# Exercise
Rewrite the entire listing below as a numbered list, leaving out any blank lines.

# Dataset extract
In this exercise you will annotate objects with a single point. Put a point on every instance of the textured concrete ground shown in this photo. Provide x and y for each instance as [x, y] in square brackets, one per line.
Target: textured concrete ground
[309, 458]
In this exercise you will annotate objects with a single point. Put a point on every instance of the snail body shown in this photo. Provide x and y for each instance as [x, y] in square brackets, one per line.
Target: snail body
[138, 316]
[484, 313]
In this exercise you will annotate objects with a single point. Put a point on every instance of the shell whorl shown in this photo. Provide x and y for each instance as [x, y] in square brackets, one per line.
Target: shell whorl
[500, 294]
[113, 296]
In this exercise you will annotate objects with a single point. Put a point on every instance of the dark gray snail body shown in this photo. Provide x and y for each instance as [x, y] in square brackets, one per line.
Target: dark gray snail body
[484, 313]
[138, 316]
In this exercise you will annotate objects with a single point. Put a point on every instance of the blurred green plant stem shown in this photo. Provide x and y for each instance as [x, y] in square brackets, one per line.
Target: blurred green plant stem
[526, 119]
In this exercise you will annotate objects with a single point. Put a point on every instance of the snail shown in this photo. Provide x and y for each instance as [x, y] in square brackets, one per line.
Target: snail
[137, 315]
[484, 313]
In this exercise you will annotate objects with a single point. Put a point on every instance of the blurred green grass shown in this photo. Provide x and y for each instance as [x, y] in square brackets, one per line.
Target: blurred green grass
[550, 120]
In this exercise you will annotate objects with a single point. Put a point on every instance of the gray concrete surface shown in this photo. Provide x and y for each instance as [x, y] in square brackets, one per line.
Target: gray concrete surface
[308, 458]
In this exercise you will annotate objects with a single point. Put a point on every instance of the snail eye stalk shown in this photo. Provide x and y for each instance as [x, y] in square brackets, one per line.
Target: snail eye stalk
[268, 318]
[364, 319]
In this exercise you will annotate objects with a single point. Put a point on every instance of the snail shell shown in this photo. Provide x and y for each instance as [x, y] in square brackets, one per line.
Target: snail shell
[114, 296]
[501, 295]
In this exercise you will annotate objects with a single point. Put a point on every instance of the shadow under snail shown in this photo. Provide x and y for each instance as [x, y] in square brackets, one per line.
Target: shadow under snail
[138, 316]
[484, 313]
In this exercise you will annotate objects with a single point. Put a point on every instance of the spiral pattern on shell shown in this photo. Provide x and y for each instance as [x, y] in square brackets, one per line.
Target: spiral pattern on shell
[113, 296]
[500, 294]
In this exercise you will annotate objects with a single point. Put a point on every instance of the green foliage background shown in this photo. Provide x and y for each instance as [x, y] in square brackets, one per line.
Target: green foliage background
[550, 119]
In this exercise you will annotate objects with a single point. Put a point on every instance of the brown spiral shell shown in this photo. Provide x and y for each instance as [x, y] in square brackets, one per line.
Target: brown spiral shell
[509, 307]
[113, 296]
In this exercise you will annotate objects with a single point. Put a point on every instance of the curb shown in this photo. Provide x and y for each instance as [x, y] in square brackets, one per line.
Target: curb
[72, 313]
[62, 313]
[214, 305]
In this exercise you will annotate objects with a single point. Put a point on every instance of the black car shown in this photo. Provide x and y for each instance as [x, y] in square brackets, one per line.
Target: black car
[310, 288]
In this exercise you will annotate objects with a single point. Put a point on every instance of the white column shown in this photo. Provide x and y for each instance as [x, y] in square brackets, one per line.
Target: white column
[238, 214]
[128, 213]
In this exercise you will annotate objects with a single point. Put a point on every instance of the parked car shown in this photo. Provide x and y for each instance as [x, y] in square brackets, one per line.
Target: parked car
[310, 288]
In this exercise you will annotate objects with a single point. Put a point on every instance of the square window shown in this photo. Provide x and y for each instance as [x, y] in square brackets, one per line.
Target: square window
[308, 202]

# Result for this exercise
1. In this exercise you will annotate objects with a single point. Put a point on every instance of the textured concrete ground shown in this photo. Provide x and y for each instance as [x, y] in square brackets, one per line.
2. Target: textured concrete ground
3. [309, 458]
4. In this exercise you will annotate objects with a single point. Put a point on every instance of the snail body shown in this photo. Provide x and y for each instance as [x, y] in square brackets, one per line.
5. Target: snail body
6. [138, 316]
7. [484, 313]
8. In this exercise you will annotate objects with a single point. Put a point on every instance of the shell whorl shown in this photo. Provide x and y for each instance as [x, y] in square brackets, one per line.
9. Target: shell whorl
10. [500, 294]
11. [113, 296]
12. In this exercise you will annotate objects with a single point. Put a point on every instance of the dark gray snail body shown in this photo. Provide x and y for each instance as [x, y] in square brackets, one per line.
13. Target: dark gray snail body
14. [484, 313]
15. [138, 316]
16. In this exercise you will annotate objects with a single point. Put a point on every instance of the blurred green plant stem shown in this photo. Provide x and y for each instance as [x, y] in square brackets, one per line.
17. Target: blurred green plant stem
18. [526, 119]
19. In this exercise you will annotate objects with a single point. Put a point on every instance of the snail shown in this photo. Provide x and y for each instance as [x, y] in square brackets, one per line.
20. Target: snail
21. [137, 315]
22. [484, 313]
23. In this exercise you will annotate objects with a single point. Put a point on every instance of the blurred green grass shown in this photo. Provide x and y for each instance as [x, y] in square brackets, one per line.
24. Target: blurred green grass
25. [550, 120]
26. In this exercise you will annotate objects with a single point. Put a point on every instance of the gray concrete surface shown in this photo. Provide x and y for each instance as [x, y] in square brackets, one per line.
27. Target: gray concrete surface
28. [308, 458]
29. In this exercise you will annotate objects with a single point. Put a point on every instance of the snail eye stalk shown in this photo. Provide x and y for each instance as [x, y] in square brackets, one per line.
30. Target: snail eye stalk
31. [268, 318]
32. [364, 319]
33. In this exercise you will annotate objects with a single point. Put a point on every instance of the snail shell shown in this photo. Provide x and y for each instance as [x, y] in square brackets, one per line.
34. Target: snail shell
35. [114, 296]
36. [501, 295]
37. In this exercise you will annotate objects with a single point. Put a point on every instance of the shadow under snail shown in this photo. Provide x and y for each instance as [x, y] in square brackets, one per line.
38. Target: shadow under snail
39. [138, 316]
40. [484, 313]
41. In this exercise you will annotate objects with a single point. Put a point on every instance of the spiral pattern on shell shown in this photo. Provide x and y for each instance as [x, y] in square brackets, one per line.
42. Target: spiral pattern on shell
43. [113, 296]
44. [500, 294]
45. In this exercise you will annotate objects with a single point. Put a point on every instance of the green foliage background shown in this photo. Provide x and y for each instance as [x, y] in square brackets, one per line.
46. Target: green foliage background
47. [550, 119]
48. In this exercise you will annotate objects with a single point. Put a point on every instance of the brown spiral shell shown in this photo. Provide x and y for each instance as [x, y] in square brackets, one per line.
49. Target: brown spiral shell
50. [509, 307]
51. [113, 296]
52. In this exercise you will annotate objects with a single point. Put a point on every instance of the curb shown in this photo. Provide x and y for each instance as [x, y] in square brackets, one per line.
53. Target: curb
54. [72, 313]
55. [62, 313]
56. [214, 305]
57. In this exercise you will annotate objects with a single point. Put a point on every instance of the black car shown in this photo. Provide x and y for each instance as [x, y] in square brackets, one per line.
58. Target: black car
59. [310, 288]
60. In this exercise you will annotate objects with a single point. Put a point on every instance of the white column shown in this photo. Provide x and y for each instance as [x, y] in square brackets, one per line.
61. Target: white column
62. [238, 214]
63. [128, 213]
64. In this exercise you will annotate objects with a single point. Put a point on every instance of the parked car shown in this photo. Provide x and y for each instance as [x, y] in square brackets, one per line.
65. Target: parked car
66. [310, 288]
67. In this exercise you will annotate objects with a single point. Put a point on every instance of the square window shown in this photo. Provide x and y for each instance as [x, y] in square brackets, one per line.
68. Target: square window
69. [308, 202]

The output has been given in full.